### Required task
Retype each of the following records line by line, with no changes at all.

** START Data **

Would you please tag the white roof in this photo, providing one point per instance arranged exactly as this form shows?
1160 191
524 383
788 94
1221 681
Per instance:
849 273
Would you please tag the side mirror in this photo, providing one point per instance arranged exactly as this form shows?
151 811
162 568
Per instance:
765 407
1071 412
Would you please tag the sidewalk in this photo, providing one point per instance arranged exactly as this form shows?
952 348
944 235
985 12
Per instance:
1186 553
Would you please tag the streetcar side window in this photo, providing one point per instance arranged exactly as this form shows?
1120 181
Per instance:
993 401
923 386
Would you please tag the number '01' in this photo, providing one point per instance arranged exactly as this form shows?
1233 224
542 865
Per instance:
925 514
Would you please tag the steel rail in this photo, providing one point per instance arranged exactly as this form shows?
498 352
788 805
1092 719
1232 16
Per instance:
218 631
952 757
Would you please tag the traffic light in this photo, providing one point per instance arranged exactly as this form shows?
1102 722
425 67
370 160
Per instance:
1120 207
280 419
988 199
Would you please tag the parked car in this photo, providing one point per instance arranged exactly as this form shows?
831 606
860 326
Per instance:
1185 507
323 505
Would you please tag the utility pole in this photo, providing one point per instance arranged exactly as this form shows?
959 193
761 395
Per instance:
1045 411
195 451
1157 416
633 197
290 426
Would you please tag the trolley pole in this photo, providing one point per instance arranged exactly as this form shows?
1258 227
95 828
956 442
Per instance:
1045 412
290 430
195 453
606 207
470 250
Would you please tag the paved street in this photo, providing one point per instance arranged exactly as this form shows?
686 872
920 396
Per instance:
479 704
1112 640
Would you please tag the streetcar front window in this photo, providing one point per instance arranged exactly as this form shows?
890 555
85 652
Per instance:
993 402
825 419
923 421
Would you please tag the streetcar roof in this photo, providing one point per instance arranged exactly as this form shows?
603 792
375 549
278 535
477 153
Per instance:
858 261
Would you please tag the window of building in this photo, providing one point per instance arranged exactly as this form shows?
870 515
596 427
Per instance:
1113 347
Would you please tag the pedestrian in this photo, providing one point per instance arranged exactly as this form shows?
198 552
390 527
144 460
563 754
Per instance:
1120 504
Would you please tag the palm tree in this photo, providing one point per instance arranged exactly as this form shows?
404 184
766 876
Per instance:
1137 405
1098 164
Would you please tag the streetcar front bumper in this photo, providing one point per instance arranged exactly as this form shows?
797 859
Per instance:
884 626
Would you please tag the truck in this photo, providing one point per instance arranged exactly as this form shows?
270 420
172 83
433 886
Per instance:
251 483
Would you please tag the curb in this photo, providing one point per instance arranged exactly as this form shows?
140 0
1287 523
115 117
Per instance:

** END Data **

### Exercise response
Would you please tag the white roof in this photo, providing one point per instance arranged exactly as this form shows?
1160 191
524 383
788 94
1221 681
Per instance:
849 273
Would you please tag the side mirror in this photo, providing one point per instance arranged exactly as this form shows?
151 811
162 568
Per instance:
765 407
1071 412
Would you please tag the sidewalk in this photo, providing one point per instance arranged exactly as this form shows?
952 348
944 235
985 12
Per instance:
1186 553
Would you please tag the streetcar side window in this photo, providing one point per instance arranged exactly as this form shows?
1120 181
Per instance:
993 401
923 386
Would you please tag the number '01' in this photo, providing one point per instance arranged exactly as this form shows?
1233 224
542 865
Per instance:
925 514
Would you please tag the steel rail in this photo, providing one point per instance arranged exactly as this form shows?
498 352
788 805
1092 719
1232 16
Per instance:
218 631
952 757
Would you please tag the traffic light in this photo, providing one point per instance arranged exactly as this form shows?
1102 722
425 67
370 160
Per instance:
1120 207
280 419
988 199
Would you please tag the parked car in this photo, providing one point per instance arranged exactly as this form shows?
831 606
860 326
Per instance:
1185 507
323 505
Would you please tag the utility pole in this photo, providing one point per instance arranged exactly as this form shows?
959 193
761 395
Per instance:
1045 411
195 451
1157 416
633 197
290 426
Would you please tag the trolley pole in this photo, providing one point per instance arranged exactly as this form shows?
1258 227
95 828
956 442
Per instance:
1045 412
290 430
195 453
606 207
470 250
Would you please tag the paved street in this photo, providing one point per instance arranged exactly as this form shows?
686 872
920 396
Per instance:
479 704
1112 640
Would you please tag the streetcar front window in this photo, providing one point per instance arranged exactly as this form shows?
890 555
85 652
Per instance:
993 402
825 419
923 421
Would you please tag the streetcar roof in this photo, providing one point per instance arranged exactly as this form shows?
603 792
375 549
278 535
477 153
Per instance:
858 261
Would you please tag the window of building in this photo, providing one point per instance arranged exactly as this form shows?
870 515
596 427
Per instance:
1113 347
Would you please tag the pedestrian in this photo, providing one point per instance arranged exactly as this form shows?
198 552
390 527
144 460
563 754
Per instance:
1120 504
Would you please tag the palm tree in this photo, providing one point per instance arranged exactly as this form shows?
404 184
766 876
Per instance:
1137 405
1098 164
Would you please tag the streetcar front bumper in this photo, providing one point per instance arranged exactly as this form shows?
797 859
Per instance:
884 626
Would you please tag the truck in this photo, providing one point per instance arranged exactly as this form shows?
270 420
172 83
433 886
Per instance:
251 483
Would you please tag the curb in this photo, providing one point per instance arranged exactly as this form shows?
140 0
1287 523
115 117
Per instance:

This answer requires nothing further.